TEXTE =
Le travail des détenus ne consiste pas nécessairement en une
activité directement productive. En effet,
la loi
pénitentiaire assimile au travail productif la participation au service
général de l'établissement, la formation professionnelle,
les occupations thérapeutiques, les activités artisanales,
intellectuelles et artistiques, ainsi que les études.
En fonction du
régime pénitentiaire des intéressés, ces
activités se déroulent à l'intérieur ou à
l'extérieur des établissements pénitentiaires.
Les détenus ont l'obligation de réaliser le travail qui leur est
confié, en respectant les mesures de sécurité et les
instructions de l'encadrement.
Outre les détenus qui en sont incapables, ne sont pas soumis à
l'obligation générale de travailler :
- les personnes de plus de soixante-cinq ans ;
- les retraités bénéficiaires d'une pension ;
- les femmes pendant leur congé de maternité, qui dure seize
semaines, réparties au gré des intéressées avant et
après l'accouchement. Les femmes ne peuvent cependant pas travailler
pendant les six semaines qui suivent l'accouchement.
Les personnes qui se trouvent en détention préventive peuvent
travailler
. Si elles le font, leur travail se déroule dans les
mêmes conditions que celui des condamnés.
L'attribution des emplois
se fait selon les règles prévues
par le décret de juillet 2001. La liste des emplois vacants comportant
la description des postes de travail doit être publiée et, dans
chaque établissement, une commission interne présidée par
le directeur affecte les emplois. Les détenus condamnés ont
priorité sur les autres. L'attribution se fait ensuite en fonction du
programme individualisé de traitement des détenus et de leurs
capacités professionnelles. La longueur du séjour dans
l'établissement, la conduite
(3(
*
))
et les obligations familiales sont également prises en compte. Le
texte précise que le changement d'établissement ne doit pas
constituer un handicap. Il prévoit donc que les détenus qui ont
travaillé pendant plus d'un an de manière satisfaisante dans un
établissement bénéficient d'une priorité dans leur
nouvel établissement.
2) L'organisation du travail dans les établissements pénitentiaires
C'est
l'Office autonome pour le travail et les prestations pénitentiaires
(OATPP) qui organise le travail à l'intérieur des
établissements pénitentiaires.
L'OATPP est un établissement doté de la
personnalité
juridique
et de
l'autonomie
financière
. Il a
été créé par le décret n°326 du 3 mars
1995 et s'est alors substitué à un établissement existant.
L'OATPP est rattaché au ministère de l'Intérieur. Le
décret de 1995 lui confie d'autres compétences : la
formation et l'assistance sociale aux détenus, la gestion des peines de
substitution aux peines de prison par exemple. En revanche, l'OATPP
n'intervient pas dans la surveillance des détenus.

ENREGISTREMENTS CONSERVÉS =
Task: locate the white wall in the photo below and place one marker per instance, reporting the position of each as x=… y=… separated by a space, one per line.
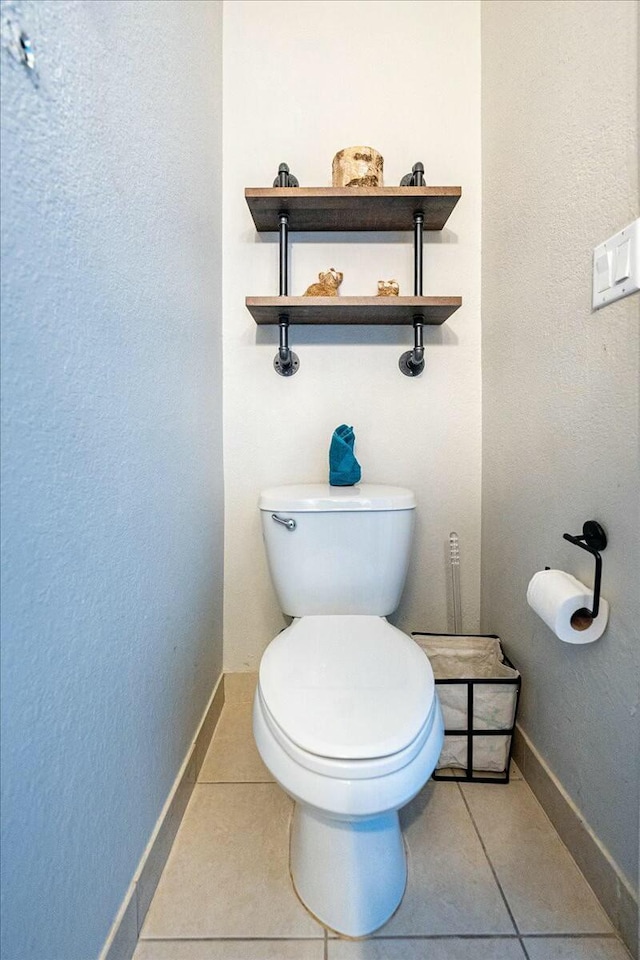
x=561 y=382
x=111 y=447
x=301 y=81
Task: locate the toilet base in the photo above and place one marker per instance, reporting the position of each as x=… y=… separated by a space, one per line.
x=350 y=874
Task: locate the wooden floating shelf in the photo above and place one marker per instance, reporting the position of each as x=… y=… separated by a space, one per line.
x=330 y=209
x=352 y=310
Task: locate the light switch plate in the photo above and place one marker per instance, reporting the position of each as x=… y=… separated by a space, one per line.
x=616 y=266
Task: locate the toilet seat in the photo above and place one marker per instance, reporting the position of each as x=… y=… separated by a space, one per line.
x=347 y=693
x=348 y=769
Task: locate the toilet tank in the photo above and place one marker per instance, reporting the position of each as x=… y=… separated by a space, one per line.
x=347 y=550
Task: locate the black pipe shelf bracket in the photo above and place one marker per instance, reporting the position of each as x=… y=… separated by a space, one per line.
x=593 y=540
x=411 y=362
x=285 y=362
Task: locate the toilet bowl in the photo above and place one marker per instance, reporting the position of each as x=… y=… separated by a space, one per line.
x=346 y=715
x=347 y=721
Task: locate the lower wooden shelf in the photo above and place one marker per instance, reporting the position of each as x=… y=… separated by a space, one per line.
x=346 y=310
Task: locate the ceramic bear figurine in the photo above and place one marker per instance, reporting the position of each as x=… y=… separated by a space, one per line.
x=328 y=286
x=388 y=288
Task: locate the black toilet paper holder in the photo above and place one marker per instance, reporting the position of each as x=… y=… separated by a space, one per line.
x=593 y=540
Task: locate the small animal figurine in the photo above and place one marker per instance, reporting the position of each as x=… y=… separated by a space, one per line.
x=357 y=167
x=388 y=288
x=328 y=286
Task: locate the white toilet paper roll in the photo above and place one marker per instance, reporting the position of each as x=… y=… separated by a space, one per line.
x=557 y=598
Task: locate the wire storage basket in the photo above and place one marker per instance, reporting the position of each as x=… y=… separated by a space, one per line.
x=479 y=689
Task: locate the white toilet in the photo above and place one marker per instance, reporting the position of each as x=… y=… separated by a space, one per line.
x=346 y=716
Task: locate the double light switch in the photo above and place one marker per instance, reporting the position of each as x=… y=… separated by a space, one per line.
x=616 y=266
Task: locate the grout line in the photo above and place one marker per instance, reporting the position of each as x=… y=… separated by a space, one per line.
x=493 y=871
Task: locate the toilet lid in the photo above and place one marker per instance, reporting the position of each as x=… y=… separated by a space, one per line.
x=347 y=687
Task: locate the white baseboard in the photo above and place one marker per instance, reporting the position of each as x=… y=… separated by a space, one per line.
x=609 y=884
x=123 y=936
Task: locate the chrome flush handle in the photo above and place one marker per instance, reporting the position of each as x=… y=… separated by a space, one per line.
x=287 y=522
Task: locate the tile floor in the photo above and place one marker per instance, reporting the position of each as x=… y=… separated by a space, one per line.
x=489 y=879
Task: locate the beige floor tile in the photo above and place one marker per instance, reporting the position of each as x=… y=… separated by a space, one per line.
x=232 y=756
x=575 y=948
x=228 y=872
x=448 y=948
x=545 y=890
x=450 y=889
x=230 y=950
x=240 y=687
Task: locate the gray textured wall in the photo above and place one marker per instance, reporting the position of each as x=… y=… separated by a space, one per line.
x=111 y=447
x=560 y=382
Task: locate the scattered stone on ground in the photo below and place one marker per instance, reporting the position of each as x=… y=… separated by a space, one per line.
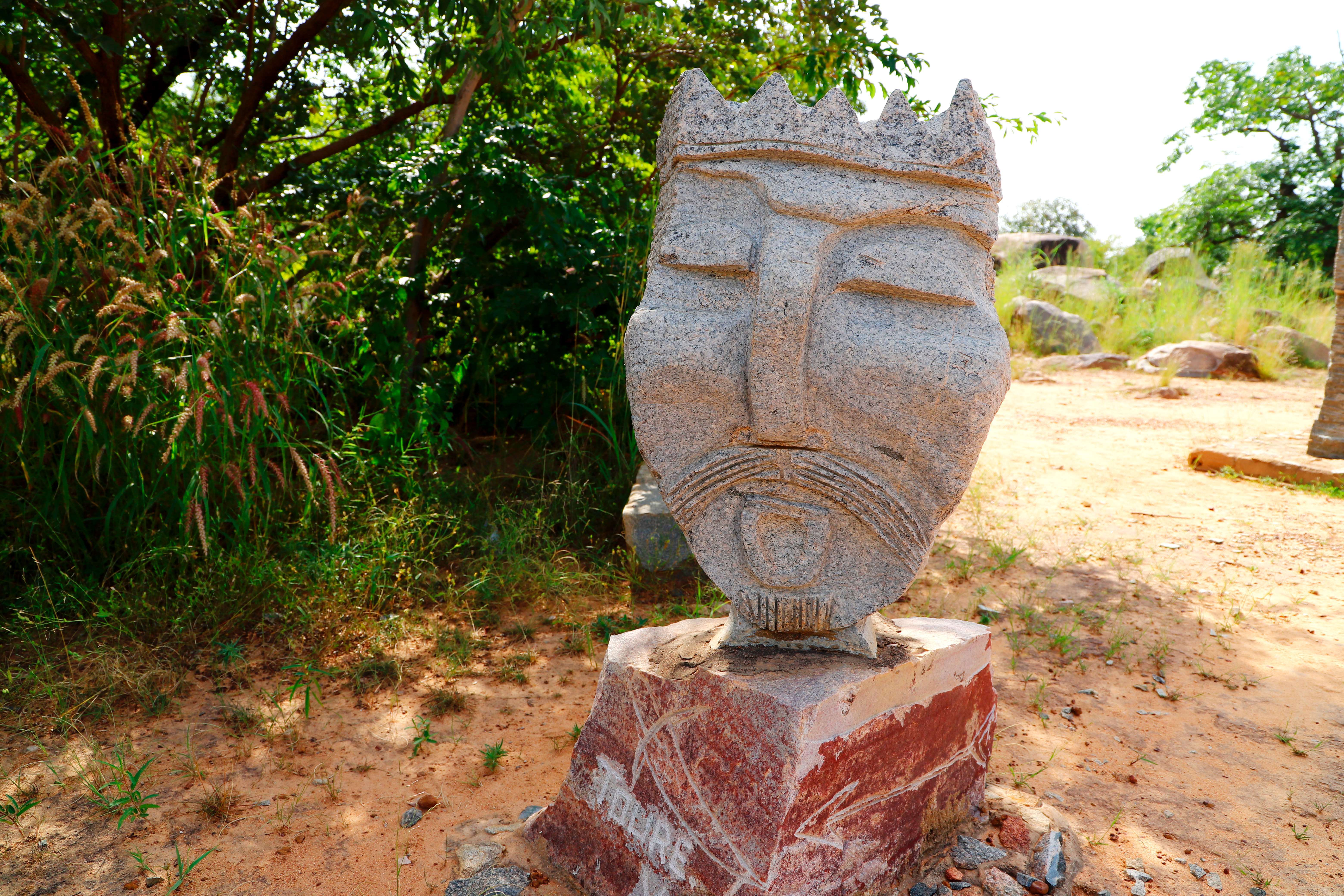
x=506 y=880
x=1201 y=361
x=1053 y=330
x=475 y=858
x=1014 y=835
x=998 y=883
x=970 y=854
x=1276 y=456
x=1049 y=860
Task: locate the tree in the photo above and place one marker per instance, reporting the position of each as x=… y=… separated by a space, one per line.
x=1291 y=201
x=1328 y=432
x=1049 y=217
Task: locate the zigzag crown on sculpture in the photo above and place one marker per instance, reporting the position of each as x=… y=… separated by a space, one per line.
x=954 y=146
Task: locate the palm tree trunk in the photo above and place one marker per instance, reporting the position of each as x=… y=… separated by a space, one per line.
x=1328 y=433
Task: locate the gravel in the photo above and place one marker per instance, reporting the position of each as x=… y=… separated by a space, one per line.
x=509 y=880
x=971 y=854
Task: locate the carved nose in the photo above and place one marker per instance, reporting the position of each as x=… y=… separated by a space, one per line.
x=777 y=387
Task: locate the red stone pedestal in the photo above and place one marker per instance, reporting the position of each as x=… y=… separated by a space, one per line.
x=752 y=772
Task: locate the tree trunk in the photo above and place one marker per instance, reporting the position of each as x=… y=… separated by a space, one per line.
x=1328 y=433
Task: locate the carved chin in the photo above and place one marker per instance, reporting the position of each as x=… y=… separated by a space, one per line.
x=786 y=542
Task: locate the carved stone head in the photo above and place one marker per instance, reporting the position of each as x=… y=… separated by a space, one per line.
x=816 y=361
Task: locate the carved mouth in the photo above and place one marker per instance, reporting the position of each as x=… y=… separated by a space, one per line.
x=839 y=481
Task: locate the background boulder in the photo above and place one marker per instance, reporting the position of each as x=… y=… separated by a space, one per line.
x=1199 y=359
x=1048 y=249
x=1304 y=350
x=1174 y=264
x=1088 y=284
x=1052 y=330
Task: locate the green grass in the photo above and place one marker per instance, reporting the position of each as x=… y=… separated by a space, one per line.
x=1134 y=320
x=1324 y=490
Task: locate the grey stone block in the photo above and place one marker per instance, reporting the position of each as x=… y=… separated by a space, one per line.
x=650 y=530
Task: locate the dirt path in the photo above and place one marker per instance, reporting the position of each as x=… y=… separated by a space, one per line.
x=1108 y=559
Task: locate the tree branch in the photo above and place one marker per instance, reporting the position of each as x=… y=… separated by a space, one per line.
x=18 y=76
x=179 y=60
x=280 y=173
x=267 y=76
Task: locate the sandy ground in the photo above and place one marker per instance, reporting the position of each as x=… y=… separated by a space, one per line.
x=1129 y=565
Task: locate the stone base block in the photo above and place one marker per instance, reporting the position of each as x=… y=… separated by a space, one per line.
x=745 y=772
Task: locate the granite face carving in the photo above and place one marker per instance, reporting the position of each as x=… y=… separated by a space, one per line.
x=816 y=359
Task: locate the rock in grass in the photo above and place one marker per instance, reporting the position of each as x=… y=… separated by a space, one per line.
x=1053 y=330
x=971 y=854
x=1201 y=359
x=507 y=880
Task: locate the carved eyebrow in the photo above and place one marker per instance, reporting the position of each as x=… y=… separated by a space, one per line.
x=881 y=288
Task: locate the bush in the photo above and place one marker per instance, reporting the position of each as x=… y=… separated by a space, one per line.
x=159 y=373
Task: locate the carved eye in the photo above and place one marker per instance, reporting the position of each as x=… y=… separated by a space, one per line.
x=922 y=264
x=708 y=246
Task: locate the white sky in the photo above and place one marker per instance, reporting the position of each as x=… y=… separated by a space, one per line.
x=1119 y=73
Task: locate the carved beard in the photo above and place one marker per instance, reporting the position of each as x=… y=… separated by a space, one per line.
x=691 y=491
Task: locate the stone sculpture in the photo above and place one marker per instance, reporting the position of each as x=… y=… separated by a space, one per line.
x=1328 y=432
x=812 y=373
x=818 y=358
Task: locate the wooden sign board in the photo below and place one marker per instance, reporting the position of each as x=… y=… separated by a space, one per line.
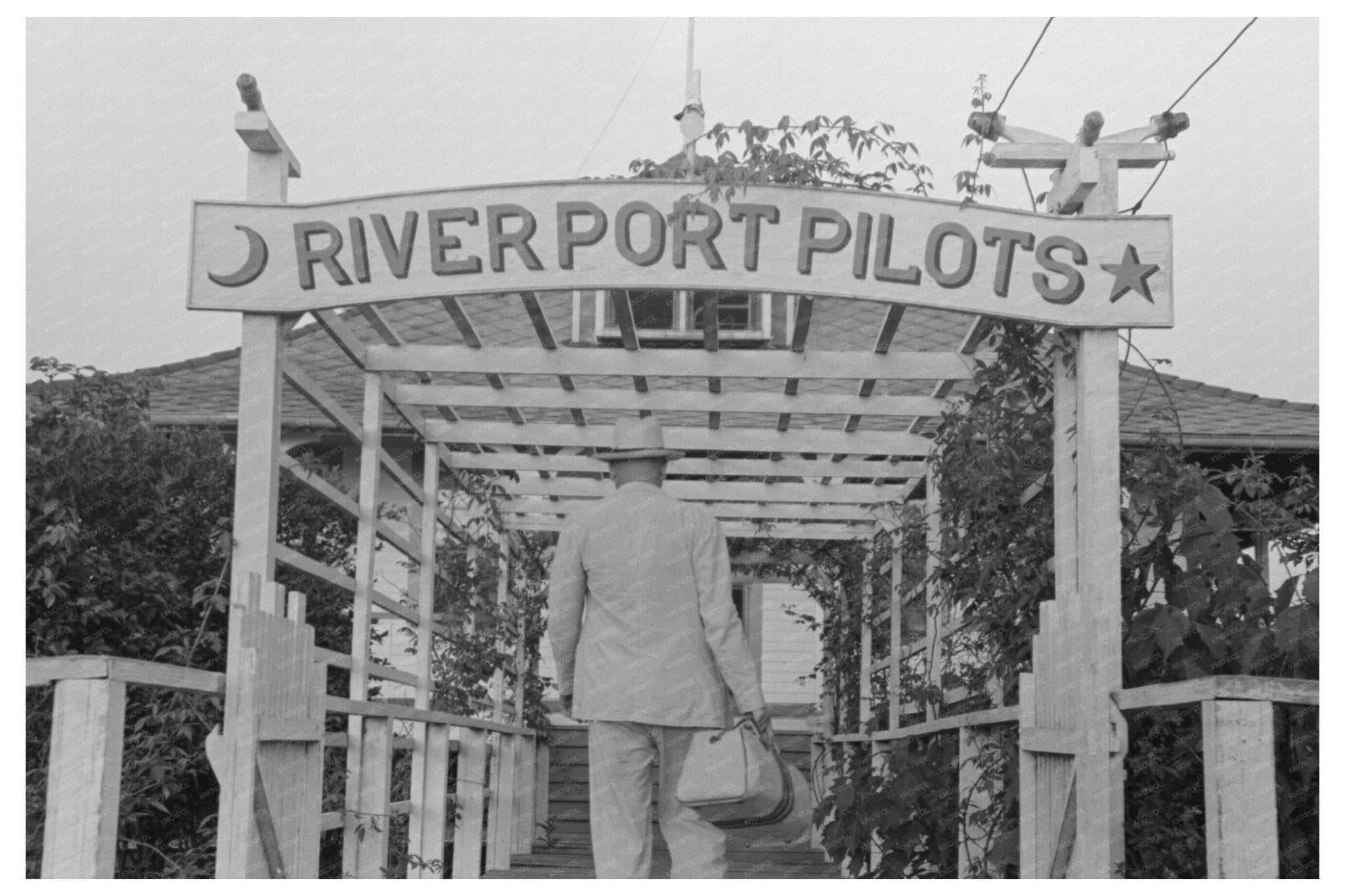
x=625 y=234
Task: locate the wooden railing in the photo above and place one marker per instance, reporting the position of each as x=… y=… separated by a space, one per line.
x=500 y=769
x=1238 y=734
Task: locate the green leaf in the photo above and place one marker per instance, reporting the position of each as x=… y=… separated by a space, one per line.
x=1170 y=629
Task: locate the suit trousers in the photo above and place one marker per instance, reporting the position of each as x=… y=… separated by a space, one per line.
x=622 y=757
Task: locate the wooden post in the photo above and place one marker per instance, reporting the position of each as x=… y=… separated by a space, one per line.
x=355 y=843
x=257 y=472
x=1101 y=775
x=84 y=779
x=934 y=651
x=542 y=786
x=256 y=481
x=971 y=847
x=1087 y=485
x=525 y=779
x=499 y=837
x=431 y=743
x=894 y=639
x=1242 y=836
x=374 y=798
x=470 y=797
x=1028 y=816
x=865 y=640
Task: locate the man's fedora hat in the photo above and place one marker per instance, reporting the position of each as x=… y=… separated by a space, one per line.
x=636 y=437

CONSIGNE = D'après le texte, pourquoi les détenus ayant travaillé plus d'un an de manière satisfaisante dans un établissement ont-ils la priorité dans leur nouvel établissement ? Répondez en une à trois phrases.

RÉPONSE = Le changement d'établissement ne doit pas constituer un handicap pour les détenus. Le texte leur accorde donc une priorité dans leur nouvel établissement.